Task inputs:
-- -- --
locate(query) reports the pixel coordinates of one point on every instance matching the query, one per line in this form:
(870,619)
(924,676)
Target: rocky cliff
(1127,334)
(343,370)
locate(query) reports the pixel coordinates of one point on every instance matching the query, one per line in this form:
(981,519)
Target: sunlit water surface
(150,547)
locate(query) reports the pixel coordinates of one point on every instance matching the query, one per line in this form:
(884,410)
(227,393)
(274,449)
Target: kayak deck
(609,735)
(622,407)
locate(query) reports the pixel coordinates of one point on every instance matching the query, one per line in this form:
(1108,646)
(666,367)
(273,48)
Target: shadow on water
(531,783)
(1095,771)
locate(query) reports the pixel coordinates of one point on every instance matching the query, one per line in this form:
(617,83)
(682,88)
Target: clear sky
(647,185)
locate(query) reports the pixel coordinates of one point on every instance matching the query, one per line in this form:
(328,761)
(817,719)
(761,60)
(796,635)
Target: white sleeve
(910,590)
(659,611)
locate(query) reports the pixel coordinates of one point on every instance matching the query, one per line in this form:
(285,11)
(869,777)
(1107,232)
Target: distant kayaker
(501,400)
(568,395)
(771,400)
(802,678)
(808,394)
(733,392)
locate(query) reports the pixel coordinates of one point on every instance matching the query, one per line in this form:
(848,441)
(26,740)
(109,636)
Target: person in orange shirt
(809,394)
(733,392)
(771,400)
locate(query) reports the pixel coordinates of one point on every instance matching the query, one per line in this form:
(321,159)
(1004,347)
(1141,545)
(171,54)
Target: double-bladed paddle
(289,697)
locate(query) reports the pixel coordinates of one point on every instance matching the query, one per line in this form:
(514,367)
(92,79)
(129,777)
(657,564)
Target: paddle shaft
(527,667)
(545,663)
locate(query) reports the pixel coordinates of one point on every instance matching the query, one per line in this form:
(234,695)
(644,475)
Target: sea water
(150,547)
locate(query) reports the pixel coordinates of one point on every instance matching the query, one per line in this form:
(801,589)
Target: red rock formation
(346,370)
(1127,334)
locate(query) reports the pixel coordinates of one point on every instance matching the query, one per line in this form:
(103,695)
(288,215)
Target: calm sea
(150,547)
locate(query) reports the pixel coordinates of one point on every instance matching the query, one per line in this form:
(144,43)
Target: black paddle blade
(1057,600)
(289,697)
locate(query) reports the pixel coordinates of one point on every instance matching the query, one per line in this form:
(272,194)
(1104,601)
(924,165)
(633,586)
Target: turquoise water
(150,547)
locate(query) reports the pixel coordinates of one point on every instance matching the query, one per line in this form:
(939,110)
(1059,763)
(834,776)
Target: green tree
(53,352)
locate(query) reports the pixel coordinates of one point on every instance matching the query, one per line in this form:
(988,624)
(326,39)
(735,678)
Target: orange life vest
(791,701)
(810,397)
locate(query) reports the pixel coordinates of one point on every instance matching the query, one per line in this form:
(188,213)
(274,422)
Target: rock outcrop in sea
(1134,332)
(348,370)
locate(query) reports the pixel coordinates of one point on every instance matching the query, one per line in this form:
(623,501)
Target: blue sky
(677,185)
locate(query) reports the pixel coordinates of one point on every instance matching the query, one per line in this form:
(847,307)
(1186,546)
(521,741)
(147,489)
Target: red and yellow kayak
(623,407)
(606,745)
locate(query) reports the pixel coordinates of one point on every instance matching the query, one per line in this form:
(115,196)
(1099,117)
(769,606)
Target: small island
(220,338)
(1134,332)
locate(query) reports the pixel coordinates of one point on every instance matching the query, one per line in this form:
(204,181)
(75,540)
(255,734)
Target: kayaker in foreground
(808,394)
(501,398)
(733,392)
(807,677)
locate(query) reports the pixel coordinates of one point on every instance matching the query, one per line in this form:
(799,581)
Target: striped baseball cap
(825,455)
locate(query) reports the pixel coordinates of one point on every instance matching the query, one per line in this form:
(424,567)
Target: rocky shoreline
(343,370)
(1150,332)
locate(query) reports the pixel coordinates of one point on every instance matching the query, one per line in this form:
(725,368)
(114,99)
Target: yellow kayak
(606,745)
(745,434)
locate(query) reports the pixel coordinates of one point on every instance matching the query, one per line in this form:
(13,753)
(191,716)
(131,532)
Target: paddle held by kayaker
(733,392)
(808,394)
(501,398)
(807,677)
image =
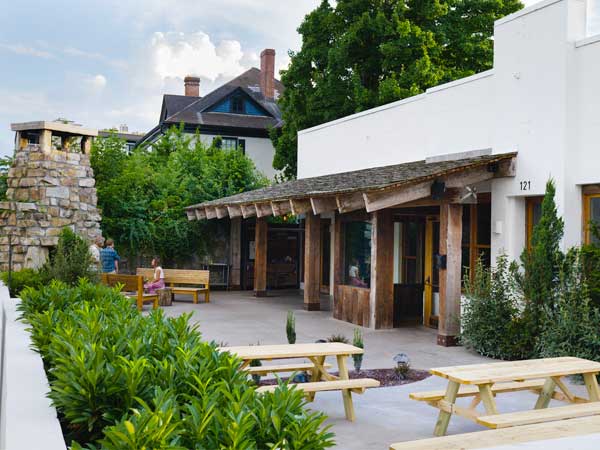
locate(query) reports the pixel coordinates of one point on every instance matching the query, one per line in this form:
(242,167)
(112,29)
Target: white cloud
(180,54)
(20,49)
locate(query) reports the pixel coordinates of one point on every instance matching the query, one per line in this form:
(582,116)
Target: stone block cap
(54,126)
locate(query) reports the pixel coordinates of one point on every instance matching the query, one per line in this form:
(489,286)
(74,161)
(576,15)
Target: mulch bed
(387,377)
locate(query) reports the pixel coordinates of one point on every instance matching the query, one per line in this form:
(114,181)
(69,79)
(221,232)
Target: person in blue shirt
(109,258)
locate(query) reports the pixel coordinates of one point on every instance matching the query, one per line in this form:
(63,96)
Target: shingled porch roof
(371,189)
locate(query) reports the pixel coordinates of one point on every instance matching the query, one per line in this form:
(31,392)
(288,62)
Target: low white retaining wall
(27,420)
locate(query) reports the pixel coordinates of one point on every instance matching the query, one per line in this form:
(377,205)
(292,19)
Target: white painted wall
(542,99)
(259,150)
(27,420)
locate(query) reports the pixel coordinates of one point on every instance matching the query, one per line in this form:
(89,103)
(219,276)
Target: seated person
(159,277)
(354,274)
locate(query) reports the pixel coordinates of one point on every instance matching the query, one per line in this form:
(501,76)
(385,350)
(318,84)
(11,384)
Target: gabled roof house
(241,112)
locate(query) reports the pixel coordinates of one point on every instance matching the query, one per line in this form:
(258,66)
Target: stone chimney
(192,86)
(267,73)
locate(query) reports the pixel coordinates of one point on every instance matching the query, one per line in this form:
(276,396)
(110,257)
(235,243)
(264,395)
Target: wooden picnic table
(320,379)
(484,381)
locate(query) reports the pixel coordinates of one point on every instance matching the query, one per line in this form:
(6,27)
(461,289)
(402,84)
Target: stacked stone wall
(47,191)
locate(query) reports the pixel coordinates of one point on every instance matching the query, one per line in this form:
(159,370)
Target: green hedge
(122,380)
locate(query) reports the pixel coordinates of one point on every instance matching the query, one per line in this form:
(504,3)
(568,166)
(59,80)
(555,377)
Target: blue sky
(103,63)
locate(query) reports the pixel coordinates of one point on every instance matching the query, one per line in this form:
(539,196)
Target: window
(591,213)
(533,207)
(357,254)
(238,106)
(476,236)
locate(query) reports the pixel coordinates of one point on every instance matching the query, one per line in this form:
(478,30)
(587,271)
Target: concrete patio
(384,415)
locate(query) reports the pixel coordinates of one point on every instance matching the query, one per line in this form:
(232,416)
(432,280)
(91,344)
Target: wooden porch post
(260,258)
(235,247)
(450,284)
(382,269)
(312,262)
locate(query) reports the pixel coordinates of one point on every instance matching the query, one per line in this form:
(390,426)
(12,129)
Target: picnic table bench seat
-- -- --
Exercise objective:
Please return all of the material above exactly, minus any pictures.

Reply to the exercise:
locate(query) reports the pixel coordinates of one point on every instance matching the query, one per line in this form:
(870,619)
(924,676)
Target: rocky cliff
(1127,334)
(343,370)
locate(query) reports the pixel coordinates of one point on every instance matching the query, one per line in this form:
(981,519)
Target: sunlit water surface
(150,547)
locate(query) reports the pixel coordinates of one point on every instance matching the query, one per line in this form:
(884,410)
(227,393)
(274,449)
Target: kayak deck
(609,735)
(622,407)
locate(query) reports the pixel coordinates of one point on every instance matching the query, one per line in this form:
(1108,646)
(666,367)
(273,48)
Target: shadow on water
(531,783)
(1095,771)
locate(query) reports the pixel coordinates of one point on every instance matching the query, one per line in this form:
(617,83)
(682,88)
Target: clear sky
(647,185)
locate(query) reports the pixel coordinates of one point on every instance matching the query, one per line in this form:
(328,761)
(817,719)
(761,60)
(796,635)
Target: white sleeve
(910,590)
(659,611)
locate(query) reports the pixel coordinates of one point on every instance matching the query, one per line in this form:
(285,11)
(869,777)
(1107,232)
Target: distant kayaker
(501,400)
(568,395)
(771,400)
(802,678)
(808,394)
(733,392)
locate(query) reports the pixel coordinates of one point on every instance matching the query, one per line in this form:
(848,441)
(26,740)
(109,636)
Target: person in orange shirt
(809,394)
(733,392)
(771,400)
locate(query) reports the pixel coordinates of one point on every instance matching the query, one per line in this form:
(321,159)
(1004,347)
(1141,545)
(171,54)
Target: double-bladed paddle
(289,697)
locate(query) reports the pixel coordinates of one point on every instance matching the query, one per line in this form:
(514,367)
(92,79)
(129,777)
(657,564)
Target: paddle shaft
(527,667)
(545,663)
locate(query) reports the pixel coordinates of one point on every instance matching the query, one per line in this form:
(234,695)
(644,475)
Target: sea water
(150,547)
locate(query) reports the pixel coordinates of one point on every instance matching the query, one per line in this form:
(801,589)
Target: red rock formation
(346,370)
(1127,334)
locate(query) reports the pixel coordinates of one point on every instance matching the query, one per line in this form:
(103,695)
(288,215)
Target: calm sea
(150,547)
locate(query) reports the pixel coordinates of one point on every instance matching the query, one per line in this form:
(144,43)
Target: black paddle blade
(1057,600)
(289,697)
locate(query) reports the pixel coordinates of one point on every instance matching the query, one per line in this form:
(272,194)
(1104,601)
(924,165)
(633,586)
Target: turquoise water
(150,547)
locate(query) reports the pixel coordinates of one point on every instance matching the query, one per line in this form:
(939,110)
(1059,763)
(834,776)
Target: green tree
(53,352)
locate(query) reports the pixel coordinates of one point on every instance matching the query, one per line in this form:
(988,624)
(326,39)
(735,678)
Target: orange life vest
(791,701)
(810,397)
locate(query) reports the pixel coordinates of one point on every instance matching the query, one per line in this form:
(188,213)
(274,422)
Target: rock outcrop in sea
(1134,332)
(348,370)
locate(query) reports the pixel coordinates of one point on every instance matching the query, one per line in this form:
(623,501)
Target: blue sky
(677,185)
locate(query) reports the pixel coordinates of one point on every instance matching the query, one per line in this form:
(847,307)
(1186,546)
(521,741)
(147,489)
Target: red and yellow kayak
(623,407)
(606,745)
locate(query) reports the pixel coordinates of one point on every instance matching the query, one per line in this form:
(115,196)
(1099,117)
(769,606)
Target: small island
(220,338)
(1134,332)
locate(query) reports the pixel coordinates of one point on every instance matching the query, one per line in this form:
(204,181)
(75,540)
(255,734)
Target: kayaker in foreground
(808,394)
(501,398)
(733,392)
(807,677)
locate(query) reports the pixel coordinates of one point on every instance matching the query, one per line in this form:
(799,581)
Target: striped baseball cap
(825,455)
locate(query) reports the pixel coordinates of one point on every instance matching the query, one per line in this form:
(424,567)
Target: rocky shoreline
(343,370)
(1150,332)
locate(query) reports the pixel coordinates of one point on every instance matching the query, one per line in this form:
(725,368)
(114,99)
Target: yellow kayak
(606,745)
(745,434)
locate(query) reports the pixel coordinates of one point on every instance matching the query, one per line in this form:
(13,753)
(191,716)
(131,532)
Target: paddle held by kayaker
(733,392)
(808,394)
(501,398)
(807,677)
image =
locate(query) reports the pixel coordinates of one point on every instance matching the query, one per line in this form:
(242,167)
(112,29)
Target: white cloud
(180,54)
(20,49)
locate(query) reports the pixel coordinates of one point on every instance matching the query, one per line in this form:
(582,116)
Target: stone block cap
(54,126)
locate(query) reports the pixel coordinates of one point on every instance matching the query, one per line in this form:
(489,286)
(74,161)
(576,15)
Target: mulch bed
(387,377)
locate(query) reports the pixel coordinates of one point on every instance matching the query, one per line in this form:
(114,181)
(69,79)
(221,232)
Target: person in blue shirt
(109,258)
locate(query) reports the pixel coordinates of one point on every instance matching the query, one per line in this form:
(63,96)
Target: shingled porch roof
(371,189)
locate(query) reports the pixel coordinates of one point on every instance matching the query, one per line in this form:
(31,392)
(288,62)
Target: low white retaining wall
(27,420)
locate(query) reports the pixel coordinates of one point on every instance matching the query, one per line in this form:
(377,205)
(292,19)
Target: white painted wall
(542,99)
(259,150)
(27,420)
locate(query) reports the pixel coordinates of one point on every instance matching the query, one per line in this form:
(89,103)
(219,276)
Target: seated person
(159,277)
(354,274)
locate(query) reports the pixel coordinates of one point on every instance matching the query, one per line in this form:
(501,76)
(385,350)
(318,84)
(11,384)
Target: gabled roof house
(241,112)
locate(query) reports the pixel coordinates of one point on every instance matching the query, one per line in this form:
(258,66)
Target: stone chimney
(192,86)
(267,73)
locate(query) reports the pixel coordinates of one point on every instance matching the query, one per line in this form:
(276,396)
(110,257)
(235,243)
(264,395)
Target: wooden picnic table
(320,379)
(484,381)
locate(query) reports the pixel coordinates of one point on every instance matching the query, one per line in this form:
(6,27)
(461,289)
(402,84)
Target: stacked stone wall
(47,191)
locate(query) reports the pixel coordinates of one point on every instance matching the query, one per line in this form:
(159,370)
Target: green hedge
(122,380)
locate(query) reports the pixel coordinates of one point on every instance matching the query, one per line in this form:
(504,3)
(568,166)
(59,80)
(555,377)
Target: blue sky
(103,63)
locate(query) reports the pixel coordinates of one point on every instance matching the query, one per line in this form:
(539,196)
Target: window
(591,213)
(533,207)
(357,254)
(238,106)
(476,236)
locate(query) reports the pixel coordinates of one point on every instance matching the query, one per line in this form:
(478,30)
(587,271)
Target: concrete patio
(384,415)
locate(query) reports the pixel coordinates of one point on every instance matching the query, one per line in this form:
(232,416)
(432,280)
(91,344)
Target: wooden porch post
(260,258)
(235,247)
(450,284)
(382,269)
(312,262)
locate(query) reports the pixel coordinates of one point on every instance matching the query, one per line in this form:
(390,426)
(12,129)
Target: picnic table bench seat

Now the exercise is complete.